— begin Text excerpt —

“Four handprints” might be the theme of a Bridgestone ad, but there’s far more to the story behind tyres and how they grip the road.
At first glance, tyres might appear to be a simple technology made from a uniform piece of rubber that hasn’t significantly evolved over the last century.
In fact, they are made of multiple layers and incorporate numerous innovations and advances in material technologies to improve grip, durability and fuel economy.
Structure of a tyre
A tyre consists of a combination of metal, fabric and rubber parts.
The bead wire guides and holds the tyre onto the wheel rim, and provides strength to counter internal tyre pressure so that the tyre stays seated on the wheel when the vehicle is rolling.
The inner liner is also supported by the bead wire, and acts similarly to an inflatable rubber tube to seal air inside the tyre. When an air pump is used (e.g. at a service station) to inflate a tyre, it is the inner liner that expands to hold the air.
Other components of a tyre act to increase tyre strength, improve puncture resistance, and bind various parts of a tyre together.

— end Text excerpt —
— begin Recorded information —

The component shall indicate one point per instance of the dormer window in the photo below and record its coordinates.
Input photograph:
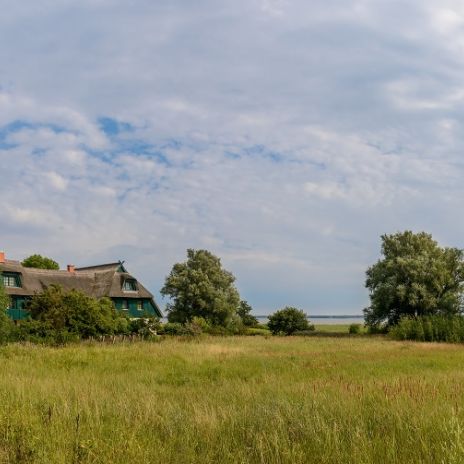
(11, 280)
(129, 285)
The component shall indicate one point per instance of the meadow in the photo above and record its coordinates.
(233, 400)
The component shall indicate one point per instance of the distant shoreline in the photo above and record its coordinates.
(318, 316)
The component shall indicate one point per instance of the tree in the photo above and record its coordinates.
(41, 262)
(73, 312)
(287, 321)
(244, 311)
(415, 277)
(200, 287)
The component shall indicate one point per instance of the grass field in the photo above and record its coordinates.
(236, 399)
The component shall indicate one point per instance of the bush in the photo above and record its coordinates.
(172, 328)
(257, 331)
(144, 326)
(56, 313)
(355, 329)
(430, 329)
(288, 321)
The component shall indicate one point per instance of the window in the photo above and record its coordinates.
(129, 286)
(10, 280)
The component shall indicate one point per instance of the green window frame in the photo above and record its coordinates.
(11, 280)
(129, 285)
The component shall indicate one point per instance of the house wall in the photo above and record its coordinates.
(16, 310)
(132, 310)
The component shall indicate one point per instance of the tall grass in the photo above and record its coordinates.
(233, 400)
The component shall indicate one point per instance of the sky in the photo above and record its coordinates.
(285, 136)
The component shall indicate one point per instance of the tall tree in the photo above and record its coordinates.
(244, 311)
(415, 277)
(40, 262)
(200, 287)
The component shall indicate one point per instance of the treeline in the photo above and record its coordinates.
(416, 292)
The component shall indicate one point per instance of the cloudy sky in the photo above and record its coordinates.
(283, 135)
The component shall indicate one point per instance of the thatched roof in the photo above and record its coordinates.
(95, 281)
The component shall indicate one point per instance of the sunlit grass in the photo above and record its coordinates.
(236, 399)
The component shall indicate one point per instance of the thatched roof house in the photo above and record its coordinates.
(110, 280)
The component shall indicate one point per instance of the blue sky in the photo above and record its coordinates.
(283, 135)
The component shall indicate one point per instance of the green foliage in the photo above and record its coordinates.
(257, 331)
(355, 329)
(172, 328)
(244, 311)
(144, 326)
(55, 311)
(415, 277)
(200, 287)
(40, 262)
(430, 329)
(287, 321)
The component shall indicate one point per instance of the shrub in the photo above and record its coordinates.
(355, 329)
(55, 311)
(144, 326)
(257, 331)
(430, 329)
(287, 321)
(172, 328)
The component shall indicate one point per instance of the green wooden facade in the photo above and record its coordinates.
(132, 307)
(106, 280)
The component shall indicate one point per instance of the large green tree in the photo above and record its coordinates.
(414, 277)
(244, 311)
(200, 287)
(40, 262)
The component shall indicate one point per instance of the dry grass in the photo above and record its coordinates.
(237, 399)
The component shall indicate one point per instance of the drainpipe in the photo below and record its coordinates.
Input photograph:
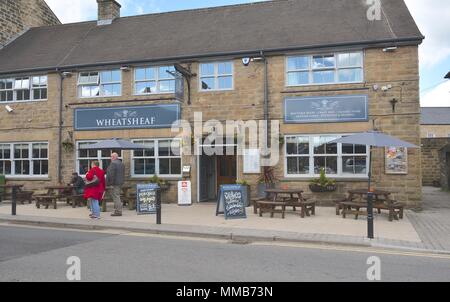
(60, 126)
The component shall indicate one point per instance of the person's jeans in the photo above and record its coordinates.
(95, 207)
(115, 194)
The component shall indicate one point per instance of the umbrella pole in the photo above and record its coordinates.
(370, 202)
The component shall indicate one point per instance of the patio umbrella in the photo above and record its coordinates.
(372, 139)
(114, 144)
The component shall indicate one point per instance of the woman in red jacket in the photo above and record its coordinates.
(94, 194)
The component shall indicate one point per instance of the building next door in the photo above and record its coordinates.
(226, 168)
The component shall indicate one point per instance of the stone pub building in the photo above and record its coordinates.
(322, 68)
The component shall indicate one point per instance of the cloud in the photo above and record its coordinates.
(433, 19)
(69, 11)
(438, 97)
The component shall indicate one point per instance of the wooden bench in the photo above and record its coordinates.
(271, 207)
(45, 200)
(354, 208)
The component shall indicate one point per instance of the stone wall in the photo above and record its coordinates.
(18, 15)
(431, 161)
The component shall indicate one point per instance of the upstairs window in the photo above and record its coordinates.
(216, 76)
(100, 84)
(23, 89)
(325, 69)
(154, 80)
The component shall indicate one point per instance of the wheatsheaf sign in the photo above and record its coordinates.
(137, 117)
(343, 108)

— end Recorded information —

Task requirements:
1. Answer these questions using the text on tire structure.
(a) Which three things are the innovations in tires meant to improve?
(b) What three kinds of parts make up a tire?
(c) Which part expands to hold the air when a tire is inflated?
2. Extend the text on tire structure past its last sentence.

Expected responses:
1.
(a) Grip, durability and fuel economy.
(b) Metal, fabric and rubber parts.
(c) The inner liner.

2.
The body ply consists of fabric sheets (known as plies), and is used to bond the inner liner with other parts of the tyre such as the sidewall and steel belt. A combination of polyester, nylon and rayon is typically used for the body ply, as these materials offer good resistance to heat and moisture as well as having a tendency not to shrink.
As its name suggests, the sidewall serves to further reinforce the side of the tyre, ensuring the body ply is protected and that the tyre can withstand lateral forces encountered at high speeds.
Steel belts are sandwiched between the body ply and tread block. Consisting of steel cords, they stabilise the tread block and maximise the tyre’s contact area with the road. They also work to improve the tyre’s puncture resistance.
The tread block forms the visible part of the tyre (alongside the sidewall), and directly grips the road to provide traction to the vehicle.
Run-flat tyres are a special type of tyre that can continue to be driven in the event of a puncture.
If this happens, the driver can travel at slower speeds for a limited distance, typically around 80km.
These tyres are helpful as they allow the driver to find a safe location to change the tyre or to drive to the nearest service station, rather than having to immediately replace a flat tyre.
Run-flat tyres work through the use of a reinforced sidewall that can continue to support the vehicle despite the loss of air pressure.
What does tyre tread do?
Tyre tread is a term that refers to the intricate grooves and channels on the surface of a tyre. These grooves are moulded into the tyre as part of the curing process during manufacture.
The tread pattern used varies significantly depending on the purpose of the tyre (e.g. tyres for off-road use have a different pattern and tread depth to performance on-road tyres). However, the primary purpose of tyre tread remains the same – to dispel water and prevent the vehicle from aquaplaning.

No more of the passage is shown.